**Required task**
Copy out the data below with every "metal bar" replaced by "steel rail". Leave everything else as it is.

**Entries taken from a collection**
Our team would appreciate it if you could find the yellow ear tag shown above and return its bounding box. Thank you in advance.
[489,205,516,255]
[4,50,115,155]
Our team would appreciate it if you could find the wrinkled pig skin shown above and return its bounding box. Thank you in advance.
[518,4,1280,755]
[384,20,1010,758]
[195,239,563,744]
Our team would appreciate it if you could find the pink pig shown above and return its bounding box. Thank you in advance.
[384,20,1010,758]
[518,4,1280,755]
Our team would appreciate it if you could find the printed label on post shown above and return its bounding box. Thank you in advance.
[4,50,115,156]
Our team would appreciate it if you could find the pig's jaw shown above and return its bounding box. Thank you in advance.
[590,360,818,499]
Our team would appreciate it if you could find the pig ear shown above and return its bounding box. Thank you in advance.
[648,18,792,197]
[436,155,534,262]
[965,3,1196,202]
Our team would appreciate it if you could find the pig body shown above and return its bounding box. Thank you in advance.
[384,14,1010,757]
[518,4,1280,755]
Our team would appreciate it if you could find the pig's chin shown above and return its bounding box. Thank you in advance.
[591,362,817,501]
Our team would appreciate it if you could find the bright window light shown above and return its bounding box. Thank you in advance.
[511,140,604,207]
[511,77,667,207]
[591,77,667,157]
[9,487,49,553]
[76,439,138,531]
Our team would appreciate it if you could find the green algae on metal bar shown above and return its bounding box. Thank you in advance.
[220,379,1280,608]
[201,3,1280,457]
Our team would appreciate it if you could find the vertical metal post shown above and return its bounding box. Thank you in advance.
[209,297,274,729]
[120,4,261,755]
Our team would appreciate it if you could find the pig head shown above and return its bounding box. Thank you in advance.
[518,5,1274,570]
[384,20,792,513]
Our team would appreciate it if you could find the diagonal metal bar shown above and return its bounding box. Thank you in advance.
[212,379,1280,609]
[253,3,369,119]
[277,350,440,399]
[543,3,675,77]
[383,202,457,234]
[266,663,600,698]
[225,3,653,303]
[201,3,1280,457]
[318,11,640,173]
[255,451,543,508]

**Answer to the exercise**
Our team would appreciate it if you could find the yellow ear tag shown above and return its bounding box. Thank you in advance.
[489,205,516,255]
[4,50,115,155]
Our team would appreciate it if you could find the wrinkled pig skin shown above and return its bounding box. Thank you in advance.
[518,4,1280,755]
[384,20,1010,758]
[195,239,563,744]
Our team would appreciate it if you could find the pink pig shown above and return its bounding box. Thank you in advance.
[384,20,1010,758]
[518,4,1280,755]
Our team would appreciate it if you could find the printed label on post shown above and return its bounding box. Thank you in advance.
[4,50,115,156]
Our team would appreciate it if you could find the pig's jaw shown above and return its bounding box. Thank you in advance.
[590,360,818,499]
Our team would appreciate it if you could find the pig ear shown above and return its bounding box. Thank you in advance.
[648,18,792,197]
[436,155,534,262]
[965,3,1196,202]
Our team would appreciate it if you could find the pig body shown above and return its bounding box. Thank you in advance.
[384,14,1010,757]
[518,4,1280,755]
Our team would appreciate it if you could find the pig's chin shown above and return its bounding box. Thank you in advance.
[591,362,817,501]
Our team would appreciate it if you could find the bright window light shown above and return its bounding box. Thank you in advance.
[511,140,604,207]
[511,77,667,207]
[591,77,667,157]
[9,487,49,553]
[76,439,138,531]
Our team would appreciate it if you could find the green algae on steel rail shown above and return its bounding box. Thank you in advance.
[220,379,1280,608]
[201,3,1280,457]
Our team would appreciate it if you could find the vertical metal post shown above and return its bounding box. Thank you in advance.
[209,297,274,729]
[120,4,261,755]
Our team would appreciate it if you could find the pig head shown above and return its bounding box. Thank you in advance.
[518,5,1274,570]
[384,20,792,513]
Our team would appreciate it if you could find the diagonal steel rail shown above and return its bounding box. Thank you in advance.
[212,379,1280,609]
[253,3,369,119]
[277,350,440,399]
[543,3,675,77]
[383,202,457,234]
[266,663,600,698]
[225,3,653,303]
[201,3,1280,457]
[318,11,640,173]
[255,451,543,508]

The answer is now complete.